* [PROBLEM REQUIREMENTS] Lay out the material from the line containing "In this exercise you will indicate every instance of the white" through the line containing "<point>479,397</point>" as a Markdown table with two columns, Row and Line. Number each line in Row, put its text in Line, and leave out blank lines.
....
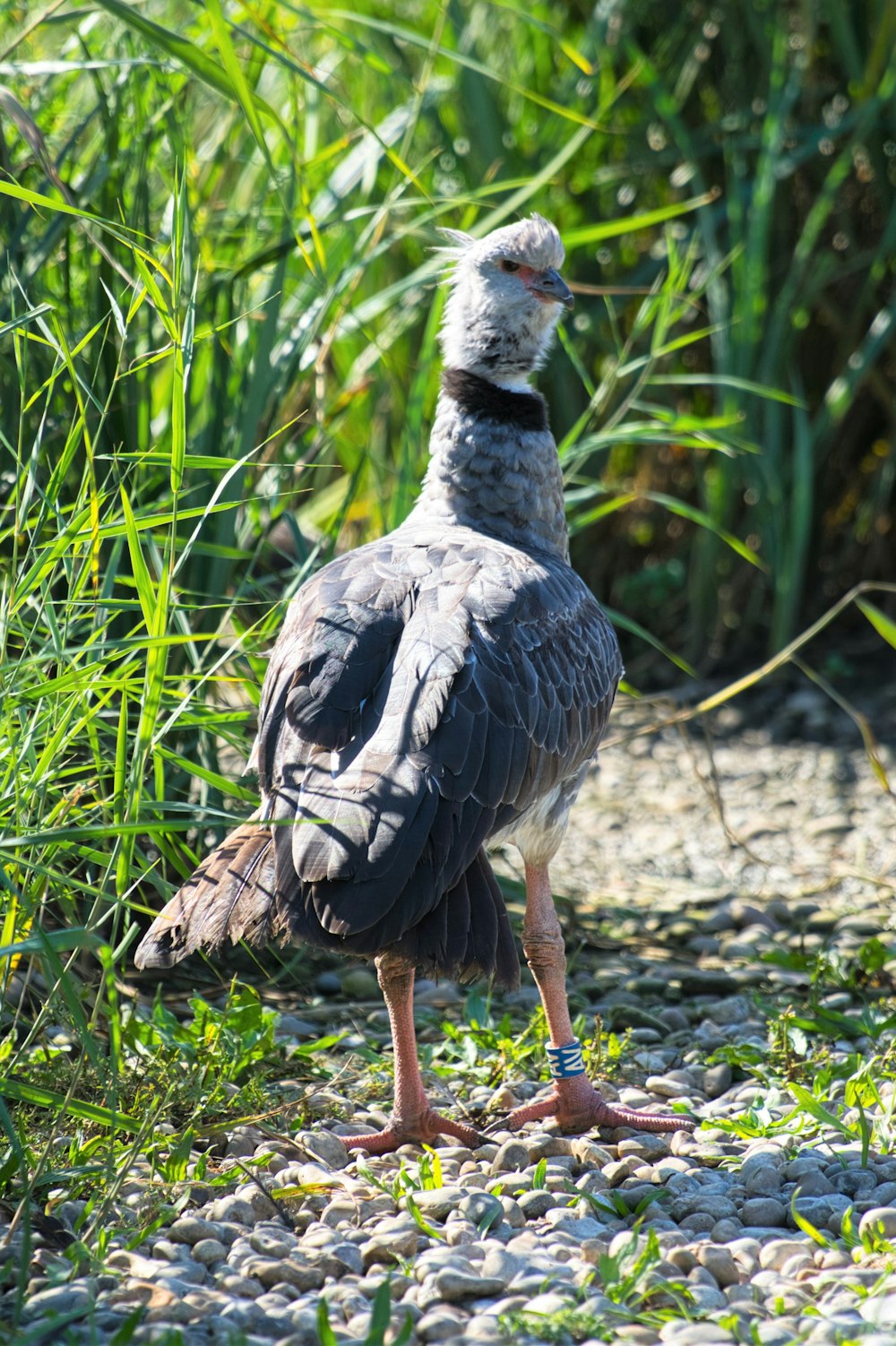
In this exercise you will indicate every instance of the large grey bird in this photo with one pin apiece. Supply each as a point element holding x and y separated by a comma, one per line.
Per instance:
<point>431,694</point>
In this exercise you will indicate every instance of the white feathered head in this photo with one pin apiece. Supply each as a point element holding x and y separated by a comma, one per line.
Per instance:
<point>506,298</point>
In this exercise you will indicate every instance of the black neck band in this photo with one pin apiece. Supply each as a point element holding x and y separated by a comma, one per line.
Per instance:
<point>479,397</point>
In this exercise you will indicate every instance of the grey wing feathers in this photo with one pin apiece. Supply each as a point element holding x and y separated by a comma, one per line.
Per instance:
<point>418,699</point>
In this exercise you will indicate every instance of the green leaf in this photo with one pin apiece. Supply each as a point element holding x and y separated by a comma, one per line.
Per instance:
<point>883,625</point>
<point>39,1097</point>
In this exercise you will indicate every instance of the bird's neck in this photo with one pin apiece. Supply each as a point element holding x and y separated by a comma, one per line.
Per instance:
<point>494,464</point>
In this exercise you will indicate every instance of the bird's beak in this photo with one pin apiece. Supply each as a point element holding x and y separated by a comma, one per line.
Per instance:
<point>550,286</point>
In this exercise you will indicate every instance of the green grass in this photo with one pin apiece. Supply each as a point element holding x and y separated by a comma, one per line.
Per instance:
<point>218,316</point>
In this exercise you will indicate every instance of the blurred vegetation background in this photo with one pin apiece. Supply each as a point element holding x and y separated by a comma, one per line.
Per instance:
<point>218,315</point>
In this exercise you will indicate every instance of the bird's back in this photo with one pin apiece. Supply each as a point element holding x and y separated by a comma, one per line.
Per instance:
<point>426,692</point>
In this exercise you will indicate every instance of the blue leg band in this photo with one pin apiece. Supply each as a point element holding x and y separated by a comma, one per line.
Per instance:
<point>566,1061</point>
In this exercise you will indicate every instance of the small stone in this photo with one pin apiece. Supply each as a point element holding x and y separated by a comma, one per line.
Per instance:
<point>436,1203</point>
<point>534,1205</point>
<point>440,1324</point>
<point>775,1254</point>
<point>324,1145</point>
<point>453,1284</point>
<point>764,1212</point>
<point>270,1271</point>
<point>235,1209</point>
<point>718,1080</point>
<point>720,1264</point>
<point>646,1145</point>
<point>483,1211</point>
<point>209,1251</point>
<point>668,1086</point>
<point>512,1156</point>
<point>590,1153</point>
<point>190,1230</point>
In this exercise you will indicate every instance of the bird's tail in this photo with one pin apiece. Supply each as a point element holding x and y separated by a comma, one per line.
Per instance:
<point>230,897</point>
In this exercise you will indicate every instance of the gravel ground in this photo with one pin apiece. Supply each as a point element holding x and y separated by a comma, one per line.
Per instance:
<point>685,865</point>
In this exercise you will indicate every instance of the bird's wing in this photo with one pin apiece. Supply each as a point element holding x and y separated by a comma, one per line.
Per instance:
<point>418,697</point>
<point>530,704</point>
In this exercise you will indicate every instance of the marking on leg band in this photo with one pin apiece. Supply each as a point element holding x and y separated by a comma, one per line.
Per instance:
<point>566,1061</point>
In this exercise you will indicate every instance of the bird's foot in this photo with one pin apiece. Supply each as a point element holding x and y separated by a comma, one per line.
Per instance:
<point>577,1107</point>
<point>423,1126</point>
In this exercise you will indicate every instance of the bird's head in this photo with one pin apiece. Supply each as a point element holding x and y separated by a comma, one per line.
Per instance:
<point>506,298</point>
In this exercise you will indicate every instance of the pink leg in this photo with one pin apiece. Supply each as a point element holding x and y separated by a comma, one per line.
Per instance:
<point>574,1101</point>
<point>412,1116</point>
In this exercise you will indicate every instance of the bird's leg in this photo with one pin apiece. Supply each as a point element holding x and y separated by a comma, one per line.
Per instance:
<point>413,1116</point>
<point>574,1101</point>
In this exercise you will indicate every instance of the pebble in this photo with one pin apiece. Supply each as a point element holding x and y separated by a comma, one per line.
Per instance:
<point>229,1263</point>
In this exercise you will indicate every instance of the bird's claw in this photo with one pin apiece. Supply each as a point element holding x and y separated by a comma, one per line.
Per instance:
<point>577,1108</point>
<point>424,1128</point>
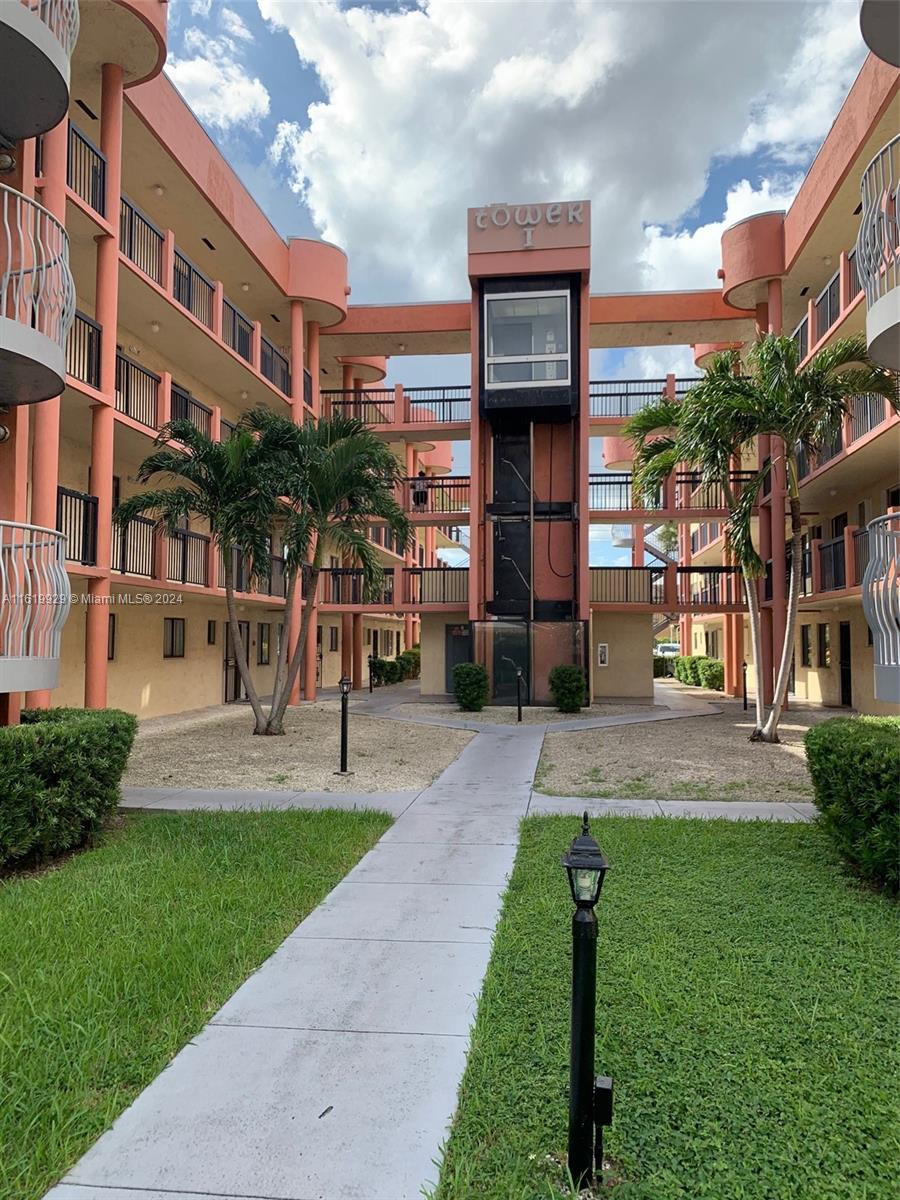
....
* [TASK SOLUTION]
| Row | Line |
|---|---|
| 1 | In this exercise you will indicate every instance of the white feathered head in this photo with one pin apiece. Supply each as a point element holding x and y separated by a comma, one per line. |
| 2 | Per instance: |
| 3 | <point>506,298</point> |
| 4 | In this exercise you will indicate every instance of the black neck band in this photo with one pin apiece. Supply each as a point element holding x and y separated by a comma, one per line. |
| 5 | Per instance: |
| 6 | <point>479,397</point> |